[[ Records shown open ]]
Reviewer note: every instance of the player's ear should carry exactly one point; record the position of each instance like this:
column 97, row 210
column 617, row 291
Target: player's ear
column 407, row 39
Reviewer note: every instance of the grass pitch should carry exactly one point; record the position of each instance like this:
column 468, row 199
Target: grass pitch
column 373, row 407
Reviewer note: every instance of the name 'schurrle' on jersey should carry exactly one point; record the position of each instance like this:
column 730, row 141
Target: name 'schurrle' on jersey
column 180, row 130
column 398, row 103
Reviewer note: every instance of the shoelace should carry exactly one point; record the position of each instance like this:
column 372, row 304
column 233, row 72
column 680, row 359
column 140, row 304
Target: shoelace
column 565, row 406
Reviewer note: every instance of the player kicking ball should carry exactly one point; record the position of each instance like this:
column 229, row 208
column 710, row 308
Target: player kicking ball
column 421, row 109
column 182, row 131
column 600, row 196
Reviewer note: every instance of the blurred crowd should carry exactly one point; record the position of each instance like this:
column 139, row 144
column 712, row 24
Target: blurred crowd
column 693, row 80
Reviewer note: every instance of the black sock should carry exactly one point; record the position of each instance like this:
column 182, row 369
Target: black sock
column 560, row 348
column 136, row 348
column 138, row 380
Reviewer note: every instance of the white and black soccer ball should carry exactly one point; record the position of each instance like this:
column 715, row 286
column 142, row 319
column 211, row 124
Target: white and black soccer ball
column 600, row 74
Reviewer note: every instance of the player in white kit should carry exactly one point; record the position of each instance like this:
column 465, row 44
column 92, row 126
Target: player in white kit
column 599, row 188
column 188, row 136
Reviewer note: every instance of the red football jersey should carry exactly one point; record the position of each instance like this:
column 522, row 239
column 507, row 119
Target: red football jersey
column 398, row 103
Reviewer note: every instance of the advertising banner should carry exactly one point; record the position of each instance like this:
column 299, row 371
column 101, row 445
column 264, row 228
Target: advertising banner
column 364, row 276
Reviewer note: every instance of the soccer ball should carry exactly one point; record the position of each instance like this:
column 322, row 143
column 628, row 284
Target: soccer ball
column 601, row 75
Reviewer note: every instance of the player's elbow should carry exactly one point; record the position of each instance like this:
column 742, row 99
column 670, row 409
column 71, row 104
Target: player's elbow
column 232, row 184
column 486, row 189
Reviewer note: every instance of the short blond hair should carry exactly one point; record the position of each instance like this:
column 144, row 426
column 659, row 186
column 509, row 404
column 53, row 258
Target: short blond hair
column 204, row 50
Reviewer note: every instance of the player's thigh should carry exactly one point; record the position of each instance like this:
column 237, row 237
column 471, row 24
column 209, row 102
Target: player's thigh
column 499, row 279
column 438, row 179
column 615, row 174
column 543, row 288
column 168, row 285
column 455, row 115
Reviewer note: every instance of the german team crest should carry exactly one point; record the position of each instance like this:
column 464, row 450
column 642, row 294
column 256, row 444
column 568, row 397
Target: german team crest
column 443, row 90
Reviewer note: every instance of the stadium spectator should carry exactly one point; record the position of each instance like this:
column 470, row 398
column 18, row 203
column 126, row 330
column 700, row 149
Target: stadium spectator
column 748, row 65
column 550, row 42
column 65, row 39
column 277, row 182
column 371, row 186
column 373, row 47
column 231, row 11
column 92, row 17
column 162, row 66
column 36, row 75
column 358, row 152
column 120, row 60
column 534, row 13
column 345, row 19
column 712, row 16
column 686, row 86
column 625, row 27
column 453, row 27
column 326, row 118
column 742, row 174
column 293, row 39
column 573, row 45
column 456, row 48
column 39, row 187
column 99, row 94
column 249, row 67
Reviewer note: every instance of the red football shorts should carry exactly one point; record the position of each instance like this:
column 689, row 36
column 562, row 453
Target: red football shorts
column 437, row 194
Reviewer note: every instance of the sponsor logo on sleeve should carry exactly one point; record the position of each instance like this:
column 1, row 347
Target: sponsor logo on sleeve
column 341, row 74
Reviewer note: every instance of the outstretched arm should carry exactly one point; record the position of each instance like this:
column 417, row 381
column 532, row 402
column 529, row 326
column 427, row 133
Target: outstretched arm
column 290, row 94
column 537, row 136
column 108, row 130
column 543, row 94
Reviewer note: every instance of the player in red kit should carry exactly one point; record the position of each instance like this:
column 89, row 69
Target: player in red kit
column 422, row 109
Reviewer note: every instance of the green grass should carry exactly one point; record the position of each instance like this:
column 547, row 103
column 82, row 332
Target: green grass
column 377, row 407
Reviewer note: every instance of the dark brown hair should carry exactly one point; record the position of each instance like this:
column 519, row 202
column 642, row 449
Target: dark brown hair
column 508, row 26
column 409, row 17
[[ Records shown closed ]]
What the exercise asks - Output all preceding records character for character.

Response box -
Reviewer note: every instance of the player's ear should carry exactly one point; record the position of each instance like this:
column 97, row 210
column 617, row 291
Target: player's ear
column 407, row 39
Reviewer note: every instance of the grass pitch should carry exactly one point; record the position of each instance like this:
column 468, row 199
Target: grass pitch
column 373, row 407
Reviewer note: every instance of the name 'schurrle' on jersey should carry exactly one point; record the position of each instance like this:
column 730, row 141
Target: name 'schurrle' on jersey
column 180, row 130
column 398, row 103
Reviewer note: every instance of the shoelace should carry exactly one point; record the position of each instance like this:
column 372, row 304
column 233, row 72
column 680, row 359
column 140, row 304
Target: shoelace
column 565, row 406
Reviewer note: every instance of the player kicking ball should carry exactly one point; record the position of each instance like this:
column 229, row 208
column 710, row 308
Target: player kicking ball
column 421, row 109
column 182, row 131
column 600, row 196
Reviewer note: every instance of the blurred crowd should carry exactly one point; record the position of each instance like this:
column 139, row 144
column 712, row 24
Target: blurred crowd
column 693, row 80
Reviewer note: every instance of the black sock should carry exactly one point; record the position of each instance like this:
column 182, row 369
Target: black sock
column 560, row 348
column 136, row 348
column 138, row 380
Reviewer note: every instance of the white and black soccer ball should carry exactly one point; record the position of each instance like this:
column 715, row 286
column 142, row 319
column 211, row 124
Target: white and black soccer ball
column 600, row 74
Reviewer note: every instance of the player in white kit should carry exactly one point; record the position of each instance like this:
column 465, row 44
column 92, row 126
Target: player in white kit
column 599, row 188
column 188, row 136
Reviewer note: every instance of the red football jersey should carry exactly one point; record the position of each instance like this:
column 522, row 239
column 507, row 119
Target: red football jersey
column 398, row 103
Reviewer note: every instance of the advertising banner should carry exactly one point; record the position of each instance like this:
column 299, row 371
column 101, row 445
column 264, row 228
Target: advertising banner
column 364, row 276
Reviewer note: every instance of the soccer ball should carry exactly one point; record the position of each instance like this:
column 322, row 143
column 628, row 284
Target: soccer ball
column 601, row 75
Reviewer note: every instance of the player's elbow should carry exactly one point; record the position of each instance like this:
column 742, row 99
column 670, row 409
column 71, row 104
Target: player's elbow
column 232, row 184
column 486, row 189
Reviewer note: every instance of the short blond hair should carry exactly one point; record the position of each instance like this:
column 144, row 426
column 659, row 186
column 509, row 404
column 53, row 258
Target: short blond hair
column 204, row 50
Reviewer note: every instance of the player's thigh should carry exactly one point; record the position of each instance like this:
column 237, row 237
column 471, row 24
column 209, row 102
Target: player's thigh
column 499, row 279
column 438, row 179
column 615, row 174
column 543, row 288
column 168, row 285
column 455, row 115
Reviewer note: every instance of the german team crest should carry exactly one point; record the position of each instance like this:
column 464, row 450
column 642, row 294
column 256, row 444
column 568, row 397
Target: german team crest
column 443, row 90
Reviewer note: every instance of the stadium spectator should carry exactly one point; record the position of each instance like this:
column 470, row 398
column 18, row 203
column 126, row 330
column 700, row 149
Target: stadium spectator
column 748, row 65
column 550, row 42
column 65, row 39
column 277, row 182
column 371, row 186
column 373, row 47
column 231, row 11
column 92, row 17
column 162, row 66
column 36, row 75
column 358, row 152
column 120, row 60
column 534, row 13
column 345, row 19
column 712, row 16
column 686, row 86
column 625, row 27
column 453, row 27
column 326, row 118
column 742, row 174
column 293, row 39
column 573, row 45
column 456, row 48
column 39, row 187
column 99, row 94
column 249, row 67
Reviewer note: every instance of the red football shorts should carry exactly one point; record the position of each instance like this:
column 689, row 36
column 562, row 453
Target: red football shorts
column 437, row 194
Reviewer note: every instance of the sponsor logo on sleeve should carry exactly one point; record the position of each instance like this:
column 1, row 347
Target: sponsor logo on sleeve
column 341, row 74
Reviewer note: every instance of the outstretched arm should carry exactly one point; record the position of each instance like this:
column 417, row 381
column 532, row 402
column 529, row 326
column 427, row 133
Target: outstretched arm
column 290, row 94
column 537, row 136
column 108, row 130
column 543, row 94
Reviewer note: every instance of the player in red kit should carry exactly one point; record the position of each instance like this:
column 89, row 69
Target: player in red kit
column 422, row 109
Reviewer note: every instance of the green grass should carry exactly one point; record the position of each instance like this:
column 547, row 103
column 82, row 332
Target: green grass
column 377, row 407
Reviewer note: every instance of the dark brown hair should carry exactly one point; record the position of each instance like this:
column 519, row 202
column 642, row 449
Target: dark brown hair
column 508, row 26
column 409, row 17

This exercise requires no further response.